本文抜粋
/---

最初はアメリカ国内のみのリリースでしたが、2024年8月からは日本のGoogleでも利用できるようになりました。

 

旧SGEとの違い

元々AI Overviewは、2023年8月から日本語版の試験運用が開始された「SGE(Search Generative Experience)」をアップデートし、改名したものになります。

単にアップデートをしたわけではなく、実際には設定や搭載されている機能など様々な違いがあります。

例えばSGEは「Search Labs」と呼ばれる実験プログラムの中だけで提供されており、Search Labsに登録したユーザーのみが使えていました。

しかし、AI OverviewはGoogle検索のデフォルト機能として搭載されており、登録などを行わなくても誰でも自由に利用できます。

また、AI Overviewのアップデートと共にGeminiのカスタマイズも行われ、検索エンジンで活用できる機能の改善・追加が行われました。

その結果、SGEは検索キーワードに対する概要文の作成・表示までに留まっていましたが、AI Overviewでは概要の表示だけでなく、関連情報の表示や会話形式による情報検索にも対応できるようになったのです。

\---

提供リスト
/---

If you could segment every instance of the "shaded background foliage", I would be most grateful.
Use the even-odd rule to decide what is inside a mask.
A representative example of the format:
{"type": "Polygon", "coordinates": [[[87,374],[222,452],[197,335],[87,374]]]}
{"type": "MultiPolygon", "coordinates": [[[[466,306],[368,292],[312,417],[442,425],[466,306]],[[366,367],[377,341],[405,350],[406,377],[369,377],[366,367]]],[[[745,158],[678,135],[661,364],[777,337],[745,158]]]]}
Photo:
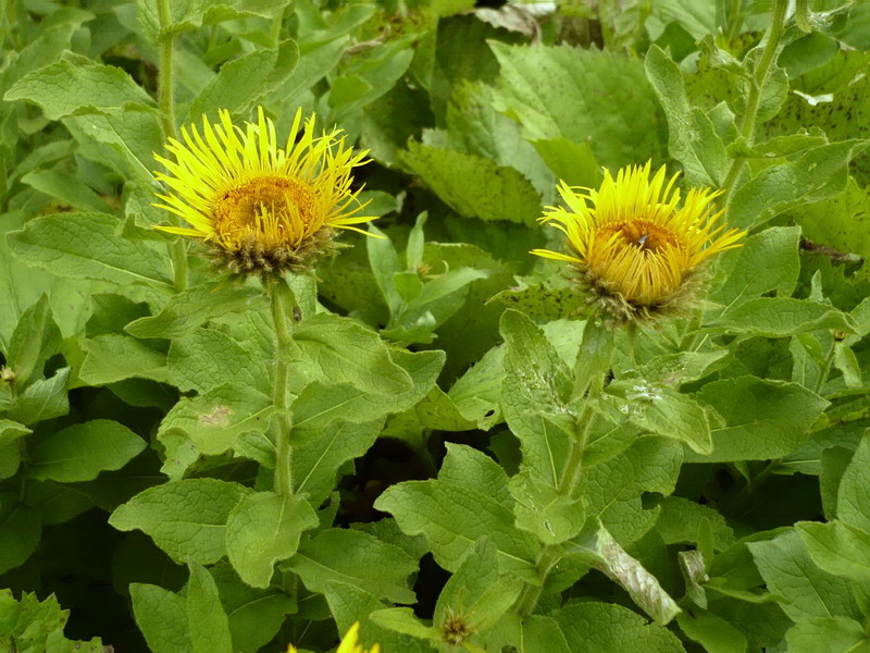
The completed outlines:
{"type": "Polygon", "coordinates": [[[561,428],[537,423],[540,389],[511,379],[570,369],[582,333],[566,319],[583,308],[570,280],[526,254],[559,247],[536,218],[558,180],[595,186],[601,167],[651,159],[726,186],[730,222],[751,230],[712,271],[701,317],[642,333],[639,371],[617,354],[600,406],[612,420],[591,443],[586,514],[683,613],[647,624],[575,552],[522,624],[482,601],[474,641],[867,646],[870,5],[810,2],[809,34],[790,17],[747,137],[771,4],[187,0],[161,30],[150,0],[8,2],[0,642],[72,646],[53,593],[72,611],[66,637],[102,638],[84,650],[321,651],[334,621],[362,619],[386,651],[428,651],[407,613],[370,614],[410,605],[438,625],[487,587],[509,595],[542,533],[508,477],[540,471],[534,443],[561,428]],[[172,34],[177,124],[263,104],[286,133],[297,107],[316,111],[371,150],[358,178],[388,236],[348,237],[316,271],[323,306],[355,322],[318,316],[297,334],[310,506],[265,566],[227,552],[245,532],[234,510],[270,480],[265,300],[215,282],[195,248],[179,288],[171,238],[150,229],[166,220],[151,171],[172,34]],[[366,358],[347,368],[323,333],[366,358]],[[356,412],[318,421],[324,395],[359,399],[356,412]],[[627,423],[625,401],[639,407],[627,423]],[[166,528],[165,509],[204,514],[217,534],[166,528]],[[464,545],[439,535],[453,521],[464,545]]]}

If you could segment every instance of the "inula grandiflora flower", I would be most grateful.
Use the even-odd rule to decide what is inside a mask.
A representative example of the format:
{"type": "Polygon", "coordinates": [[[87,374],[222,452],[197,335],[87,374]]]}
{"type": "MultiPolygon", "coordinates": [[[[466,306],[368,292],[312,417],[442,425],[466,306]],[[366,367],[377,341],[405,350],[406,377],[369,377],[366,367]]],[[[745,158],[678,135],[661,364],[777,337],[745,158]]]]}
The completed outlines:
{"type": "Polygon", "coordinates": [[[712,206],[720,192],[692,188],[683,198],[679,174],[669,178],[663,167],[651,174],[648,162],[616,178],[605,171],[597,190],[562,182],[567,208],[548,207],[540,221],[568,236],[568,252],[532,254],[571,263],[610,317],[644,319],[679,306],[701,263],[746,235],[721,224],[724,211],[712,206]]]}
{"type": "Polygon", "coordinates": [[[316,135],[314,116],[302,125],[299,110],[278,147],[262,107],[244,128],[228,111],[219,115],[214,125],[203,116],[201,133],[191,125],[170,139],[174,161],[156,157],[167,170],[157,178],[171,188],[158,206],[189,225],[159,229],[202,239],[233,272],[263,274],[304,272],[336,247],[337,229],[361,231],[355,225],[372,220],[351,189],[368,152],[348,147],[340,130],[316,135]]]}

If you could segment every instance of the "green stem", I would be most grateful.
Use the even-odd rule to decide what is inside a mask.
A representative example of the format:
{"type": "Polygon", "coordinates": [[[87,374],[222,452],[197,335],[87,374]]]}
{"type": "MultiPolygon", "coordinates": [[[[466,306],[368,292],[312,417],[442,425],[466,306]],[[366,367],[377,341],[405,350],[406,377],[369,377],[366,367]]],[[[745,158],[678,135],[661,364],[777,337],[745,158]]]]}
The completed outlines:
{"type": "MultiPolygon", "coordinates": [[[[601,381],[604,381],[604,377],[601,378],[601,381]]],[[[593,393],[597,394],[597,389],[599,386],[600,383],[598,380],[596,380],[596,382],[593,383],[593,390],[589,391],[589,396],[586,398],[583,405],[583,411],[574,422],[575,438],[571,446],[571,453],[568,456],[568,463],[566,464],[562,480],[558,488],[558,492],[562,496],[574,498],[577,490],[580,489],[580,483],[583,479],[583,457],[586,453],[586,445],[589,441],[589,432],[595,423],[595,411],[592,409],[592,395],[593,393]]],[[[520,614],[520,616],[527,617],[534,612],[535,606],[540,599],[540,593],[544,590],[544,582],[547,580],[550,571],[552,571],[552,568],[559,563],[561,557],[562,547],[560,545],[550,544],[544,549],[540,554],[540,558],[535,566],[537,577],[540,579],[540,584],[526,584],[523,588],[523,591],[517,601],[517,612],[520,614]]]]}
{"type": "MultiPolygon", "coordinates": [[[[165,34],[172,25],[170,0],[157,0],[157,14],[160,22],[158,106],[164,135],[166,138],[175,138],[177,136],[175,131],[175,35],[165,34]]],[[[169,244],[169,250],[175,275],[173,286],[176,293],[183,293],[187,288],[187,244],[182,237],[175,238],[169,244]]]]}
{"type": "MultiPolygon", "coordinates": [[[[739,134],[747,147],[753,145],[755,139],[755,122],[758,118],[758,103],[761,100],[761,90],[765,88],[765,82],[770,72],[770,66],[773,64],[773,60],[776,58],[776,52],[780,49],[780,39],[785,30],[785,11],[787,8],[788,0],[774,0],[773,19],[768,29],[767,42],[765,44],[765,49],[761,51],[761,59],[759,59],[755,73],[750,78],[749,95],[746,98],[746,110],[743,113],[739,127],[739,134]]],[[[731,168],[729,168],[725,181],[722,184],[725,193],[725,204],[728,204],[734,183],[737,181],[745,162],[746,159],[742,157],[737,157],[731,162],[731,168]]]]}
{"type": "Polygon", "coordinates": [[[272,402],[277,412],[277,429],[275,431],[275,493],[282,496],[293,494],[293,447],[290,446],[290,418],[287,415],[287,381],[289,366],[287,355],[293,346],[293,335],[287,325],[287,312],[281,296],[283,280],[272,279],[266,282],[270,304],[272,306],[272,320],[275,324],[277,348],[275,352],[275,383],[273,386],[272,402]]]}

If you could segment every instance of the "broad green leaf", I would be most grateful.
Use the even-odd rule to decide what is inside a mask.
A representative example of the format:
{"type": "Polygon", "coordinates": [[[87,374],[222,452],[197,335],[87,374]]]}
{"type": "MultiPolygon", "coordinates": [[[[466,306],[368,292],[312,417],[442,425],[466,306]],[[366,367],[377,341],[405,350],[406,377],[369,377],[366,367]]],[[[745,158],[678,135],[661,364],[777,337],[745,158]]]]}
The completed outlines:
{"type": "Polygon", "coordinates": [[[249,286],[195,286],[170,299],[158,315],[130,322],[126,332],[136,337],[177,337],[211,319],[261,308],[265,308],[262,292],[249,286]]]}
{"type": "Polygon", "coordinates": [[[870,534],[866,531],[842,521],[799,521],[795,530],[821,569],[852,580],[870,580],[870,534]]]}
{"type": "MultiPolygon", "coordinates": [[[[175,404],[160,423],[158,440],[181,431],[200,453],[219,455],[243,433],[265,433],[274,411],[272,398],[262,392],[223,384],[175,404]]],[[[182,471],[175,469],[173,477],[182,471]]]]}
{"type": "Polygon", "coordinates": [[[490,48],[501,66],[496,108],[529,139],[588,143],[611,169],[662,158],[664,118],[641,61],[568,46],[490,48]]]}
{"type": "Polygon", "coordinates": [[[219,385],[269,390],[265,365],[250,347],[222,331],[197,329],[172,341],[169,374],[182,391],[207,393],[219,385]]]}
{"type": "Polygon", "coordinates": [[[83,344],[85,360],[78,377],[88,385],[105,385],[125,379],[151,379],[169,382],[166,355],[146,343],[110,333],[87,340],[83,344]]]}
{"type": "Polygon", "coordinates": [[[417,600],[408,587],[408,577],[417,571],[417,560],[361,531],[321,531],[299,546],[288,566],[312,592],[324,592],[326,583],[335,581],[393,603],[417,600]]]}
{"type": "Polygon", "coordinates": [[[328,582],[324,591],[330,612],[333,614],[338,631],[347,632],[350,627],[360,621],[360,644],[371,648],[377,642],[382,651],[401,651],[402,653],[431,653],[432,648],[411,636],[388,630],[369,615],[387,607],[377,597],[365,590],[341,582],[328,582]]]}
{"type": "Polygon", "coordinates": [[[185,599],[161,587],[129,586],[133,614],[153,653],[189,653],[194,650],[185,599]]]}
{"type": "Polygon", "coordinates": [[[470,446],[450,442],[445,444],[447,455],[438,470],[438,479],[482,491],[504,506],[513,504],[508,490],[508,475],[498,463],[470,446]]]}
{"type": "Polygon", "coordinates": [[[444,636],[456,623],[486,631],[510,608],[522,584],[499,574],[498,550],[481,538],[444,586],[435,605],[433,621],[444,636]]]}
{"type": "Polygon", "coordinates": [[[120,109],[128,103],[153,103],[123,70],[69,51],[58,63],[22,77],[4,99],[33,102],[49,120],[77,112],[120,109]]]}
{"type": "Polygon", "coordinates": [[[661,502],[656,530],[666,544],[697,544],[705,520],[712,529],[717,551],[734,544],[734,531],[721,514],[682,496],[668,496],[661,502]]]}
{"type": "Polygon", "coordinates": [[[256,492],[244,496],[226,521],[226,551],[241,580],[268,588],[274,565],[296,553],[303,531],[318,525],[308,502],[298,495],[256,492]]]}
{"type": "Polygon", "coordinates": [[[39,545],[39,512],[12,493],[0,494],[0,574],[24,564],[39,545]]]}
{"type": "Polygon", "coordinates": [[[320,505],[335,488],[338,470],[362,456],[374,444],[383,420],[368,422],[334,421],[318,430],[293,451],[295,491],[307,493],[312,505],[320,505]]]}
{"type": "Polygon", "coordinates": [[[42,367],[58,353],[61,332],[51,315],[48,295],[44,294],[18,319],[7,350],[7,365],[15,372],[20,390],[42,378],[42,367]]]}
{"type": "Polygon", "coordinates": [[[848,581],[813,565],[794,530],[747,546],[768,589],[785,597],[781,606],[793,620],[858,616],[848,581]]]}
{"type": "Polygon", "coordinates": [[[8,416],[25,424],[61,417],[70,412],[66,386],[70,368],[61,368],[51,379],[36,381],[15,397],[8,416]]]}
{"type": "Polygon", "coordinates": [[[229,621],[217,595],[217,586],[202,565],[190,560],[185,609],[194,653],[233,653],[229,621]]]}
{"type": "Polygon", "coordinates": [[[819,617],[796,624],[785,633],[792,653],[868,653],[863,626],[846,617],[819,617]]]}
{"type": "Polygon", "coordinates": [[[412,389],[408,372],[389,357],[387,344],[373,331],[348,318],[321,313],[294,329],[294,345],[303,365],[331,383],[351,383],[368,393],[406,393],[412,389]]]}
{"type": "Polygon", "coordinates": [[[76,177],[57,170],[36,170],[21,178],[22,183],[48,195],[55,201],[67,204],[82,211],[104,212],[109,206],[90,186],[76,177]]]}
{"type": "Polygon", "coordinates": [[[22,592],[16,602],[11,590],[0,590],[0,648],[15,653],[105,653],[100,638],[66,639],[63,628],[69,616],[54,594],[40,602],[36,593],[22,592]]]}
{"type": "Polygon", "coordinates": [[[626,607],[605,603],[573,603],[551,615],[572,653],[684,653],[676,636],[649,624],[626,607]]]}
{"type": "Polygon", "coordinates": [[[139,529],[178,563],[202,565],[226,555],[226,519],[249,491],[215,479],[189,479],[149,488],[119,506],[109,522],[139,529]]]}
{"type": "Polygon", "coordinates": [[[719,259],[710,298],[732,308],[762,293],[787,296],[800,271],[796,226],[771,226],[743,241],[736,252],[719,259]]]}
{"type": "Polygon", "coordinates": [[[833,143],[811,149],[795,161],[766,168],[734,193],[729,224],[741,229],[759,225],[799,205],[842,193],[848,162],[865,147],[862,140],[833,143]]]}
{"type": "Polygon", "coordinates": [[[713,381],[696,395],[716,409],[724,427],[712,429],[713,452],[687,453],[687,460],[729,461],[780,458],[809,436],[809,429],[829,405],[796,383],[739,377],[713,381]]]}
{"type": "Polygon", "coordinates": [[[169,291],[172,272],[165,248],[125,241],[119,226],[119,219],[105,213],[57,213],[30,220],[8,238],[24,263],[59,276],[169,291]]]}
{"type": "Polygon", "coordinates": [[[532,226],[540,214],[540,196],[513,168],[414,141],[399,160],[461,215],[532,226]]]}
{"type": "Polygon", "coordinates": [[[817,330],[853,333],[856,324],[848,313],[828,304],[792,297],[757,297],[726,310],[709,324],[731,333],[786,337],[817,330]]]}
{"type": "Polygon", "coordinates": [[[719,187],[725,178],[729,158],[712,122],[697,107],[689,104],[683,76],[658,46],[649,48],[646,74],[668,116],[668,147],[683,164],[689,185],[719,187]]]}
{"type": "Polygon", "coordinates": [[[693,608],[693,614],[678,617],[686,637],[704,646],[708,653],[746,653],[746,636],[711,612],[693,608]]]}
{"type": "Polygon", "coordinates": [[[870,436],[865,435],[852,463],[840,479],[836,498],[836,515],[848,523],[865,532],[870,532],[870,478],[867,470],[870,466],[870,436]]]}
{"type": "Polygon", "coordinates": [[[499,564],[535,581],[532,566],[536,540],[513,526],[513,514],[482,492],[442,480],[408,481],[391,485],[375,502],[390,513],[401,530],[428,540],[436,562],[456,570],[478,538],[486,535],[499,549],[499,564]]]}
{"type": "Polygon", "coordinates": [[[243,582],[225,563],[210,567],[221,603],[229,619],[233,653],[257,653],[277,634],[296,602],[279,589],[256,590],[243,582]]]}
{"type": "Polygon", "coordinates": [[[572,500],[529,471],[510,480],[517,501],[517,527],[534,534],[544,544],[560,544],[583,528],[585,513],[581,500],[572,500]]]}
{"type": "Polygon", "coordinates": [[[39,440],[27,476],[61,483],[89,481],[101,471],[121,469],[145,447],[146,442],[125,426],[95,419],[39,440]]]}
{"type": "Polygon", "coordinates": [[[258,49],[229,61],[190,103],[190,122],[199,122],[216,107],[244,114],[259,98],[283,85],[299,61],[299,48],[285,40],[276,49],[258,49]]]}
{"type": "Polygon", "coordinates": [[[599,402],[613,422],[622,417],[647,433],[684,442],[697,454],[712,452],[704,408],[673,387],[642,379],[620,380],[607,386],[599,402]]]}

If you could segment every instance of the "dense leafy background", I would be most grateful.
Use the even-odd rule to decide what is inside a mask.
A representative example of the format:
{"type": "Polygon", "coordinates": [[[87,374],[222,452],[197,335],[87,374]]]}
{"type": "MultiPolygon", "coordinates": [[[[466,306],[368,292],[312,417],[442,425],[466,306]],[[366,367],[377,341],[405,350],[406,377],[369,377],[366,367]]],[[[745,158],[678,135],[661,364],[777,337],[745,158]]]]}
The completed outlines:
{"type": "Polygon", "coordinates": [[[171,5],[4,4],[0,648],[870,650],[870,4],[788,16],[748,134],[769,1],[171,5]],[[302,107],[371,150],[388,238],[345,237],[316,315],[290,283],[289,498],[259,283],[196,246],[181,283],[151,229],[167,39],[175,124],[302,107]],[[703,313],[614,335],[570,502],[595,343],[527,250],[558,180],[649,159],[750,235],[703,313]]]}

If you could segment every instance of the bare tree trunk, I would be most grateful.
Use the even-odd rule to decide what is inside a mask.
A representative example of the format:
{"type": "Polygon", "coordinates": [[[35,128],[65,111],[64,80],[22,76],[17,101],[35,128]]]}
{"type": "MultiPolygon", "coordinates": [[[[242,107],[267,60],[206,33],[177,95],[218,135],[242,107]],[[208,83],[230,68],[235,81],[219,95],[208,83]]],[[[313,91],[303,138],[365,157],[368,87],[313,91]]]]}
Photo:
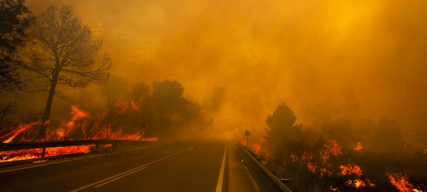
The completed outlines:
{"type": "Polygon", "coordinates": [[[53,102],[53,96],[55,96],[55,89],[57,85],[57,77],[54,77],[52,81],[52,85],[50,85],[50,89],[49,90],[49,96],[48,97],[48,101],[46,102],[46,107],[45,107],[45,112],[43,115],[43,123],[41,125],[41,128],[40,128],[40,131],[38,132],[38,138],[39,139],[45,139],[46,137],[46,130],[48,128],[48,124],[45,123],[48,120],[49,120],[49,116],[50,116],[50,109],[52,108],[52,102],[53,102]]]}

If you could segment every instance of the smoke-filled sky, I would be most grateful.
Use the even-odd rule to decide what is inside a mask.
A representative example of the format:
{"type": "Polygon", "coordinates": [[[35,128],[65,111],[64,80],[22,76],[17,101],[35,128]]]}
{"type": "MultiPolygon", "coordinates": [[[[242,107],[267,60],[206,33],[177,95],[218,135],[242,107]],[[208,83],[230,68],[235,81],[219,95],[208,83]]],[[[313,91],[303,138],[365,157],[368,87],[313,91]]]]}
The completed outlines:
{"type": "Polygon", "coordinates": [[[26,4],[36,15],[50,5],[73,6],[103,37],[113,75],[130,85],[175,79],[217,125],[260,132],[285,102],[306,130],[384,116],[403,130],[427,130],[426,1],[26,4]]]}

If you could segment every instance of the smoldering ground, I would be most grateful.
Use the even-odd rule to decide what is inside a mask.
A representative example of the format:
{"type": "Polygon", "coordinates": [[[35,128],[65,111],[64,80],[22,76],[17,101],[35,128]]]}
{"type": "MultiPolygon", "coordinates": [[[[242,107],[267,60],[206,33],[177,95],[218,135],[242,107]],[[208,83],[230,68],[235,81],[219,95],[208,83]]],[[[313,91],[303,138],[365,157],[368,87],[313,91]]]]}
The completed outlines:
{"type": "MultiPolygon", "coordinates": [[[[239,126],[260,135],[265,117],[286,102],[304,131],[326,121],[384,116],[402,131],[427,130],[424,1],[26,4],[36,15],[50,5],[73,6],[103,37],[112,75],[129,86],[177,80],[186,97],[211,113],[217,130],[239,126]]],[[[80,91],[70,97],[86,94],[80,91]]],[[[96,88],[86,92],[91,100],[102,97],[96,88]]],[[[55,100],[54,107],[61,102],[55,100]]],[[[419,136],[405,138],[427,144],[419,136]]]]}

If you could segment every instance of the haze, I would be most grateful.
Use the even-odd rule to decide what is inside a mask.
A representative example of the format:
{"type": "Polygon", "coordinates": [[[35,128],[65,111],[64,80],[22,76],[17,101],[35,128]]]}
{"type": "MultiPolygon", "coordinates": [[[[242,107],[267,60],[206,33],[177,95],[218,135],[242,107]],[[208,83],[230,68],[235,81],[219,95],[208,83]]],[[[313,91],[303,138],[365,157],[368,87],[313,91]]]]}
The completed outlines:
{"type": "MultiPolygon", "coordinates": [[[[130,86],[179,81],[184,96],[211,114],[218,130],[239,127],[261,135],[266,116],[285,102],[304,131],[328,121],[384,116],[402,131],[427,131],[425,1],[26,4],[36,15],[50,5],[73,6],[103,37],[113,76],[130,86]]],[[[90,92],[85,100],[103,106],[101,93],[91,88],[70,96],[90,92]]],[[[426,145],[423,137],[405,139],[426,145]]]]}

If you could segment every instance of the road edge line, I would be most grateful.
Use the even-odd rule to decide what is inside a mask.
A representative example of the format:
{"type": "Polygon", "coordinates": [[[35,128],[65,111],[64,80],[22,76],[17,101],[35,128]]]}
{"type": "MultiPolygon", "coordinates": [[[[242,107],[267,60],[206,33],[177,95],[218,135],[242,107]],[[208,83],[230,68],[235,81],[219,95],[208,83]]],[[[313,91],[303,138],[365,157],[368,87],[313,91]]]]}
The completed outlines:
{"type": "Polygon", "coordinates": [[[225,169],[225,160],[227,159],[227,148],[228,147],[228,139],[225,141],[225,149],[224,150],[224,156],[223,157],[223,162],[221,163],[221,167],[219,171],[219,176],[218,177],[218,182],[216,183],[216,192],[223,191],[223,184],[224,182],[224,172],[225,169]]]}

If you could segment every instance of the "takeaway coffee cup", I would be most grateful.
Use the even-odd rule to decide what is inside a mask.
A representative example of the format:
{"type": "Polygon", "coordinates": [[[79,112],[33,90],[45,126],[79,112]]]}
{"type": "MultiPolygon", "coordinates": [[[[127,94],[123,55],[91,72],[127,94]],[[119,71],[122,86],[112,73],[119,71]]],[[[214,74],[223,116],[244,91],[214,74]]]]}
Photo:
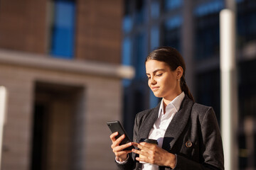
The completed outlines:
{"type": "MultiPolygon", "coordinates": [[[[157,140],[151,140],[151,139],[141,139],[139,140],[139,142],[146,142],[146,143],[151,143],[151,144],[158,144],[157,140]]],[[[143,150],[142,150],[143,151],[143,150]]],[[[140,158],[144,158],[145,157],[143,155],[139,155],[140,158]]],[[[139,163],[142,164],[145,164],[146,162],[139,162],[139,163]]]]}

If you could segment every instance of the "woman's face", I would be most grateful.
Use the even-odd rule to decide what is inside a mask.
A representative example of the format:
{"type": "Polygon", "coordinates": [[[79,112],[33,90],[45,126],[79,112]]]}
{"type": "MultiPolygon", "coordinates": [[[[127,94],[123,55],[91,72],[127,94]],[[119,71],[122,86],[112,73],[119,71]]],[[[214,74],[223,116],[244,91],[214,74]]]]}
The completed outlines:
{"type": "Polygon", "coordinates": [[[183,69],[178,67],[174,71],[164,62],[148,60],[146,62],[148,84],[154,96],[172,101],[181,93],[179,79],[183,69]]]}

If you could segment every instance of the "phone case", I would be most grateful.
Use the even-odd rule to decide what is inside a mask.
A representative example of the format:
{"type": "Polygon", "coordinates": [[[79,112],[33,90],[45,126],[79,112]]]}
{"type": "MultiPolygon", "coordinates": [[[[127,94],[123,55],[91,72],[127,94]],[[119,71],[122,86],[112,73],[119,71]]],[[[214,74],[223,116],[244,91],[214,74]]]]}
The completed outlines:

\---

課題一覧
A: 本文抜粋によれば、AI Overviewが関連情報の表示や会話形式による情報検索に対応できるようになったのはなぜか。一〜三文で説明せよ。
B: 本文抜粋の「その結果、SGEは」で始まる段落を、主な事実を残して箇条書きに直せ。
このリストは別の出典から取ったものだ。

課題ごとの回答
A: AI Overviewのアップデートと共にGeminiのカスタマイズが行われ、検索エンジンで活用できる機能の改善・追加が行われたためだ。その結果、概要文の作成・表示に留まっていたSGEと違い、関連情報の表示や会話形式による情報検索にも対応できるようになった。

B:
- SGE：検索キーワードに対する概要文の作成・表示まで
- AI Overview：概要の表示に加え、関連情報の表示にも対応
- AI Overview：会話形式による情報検索にも対応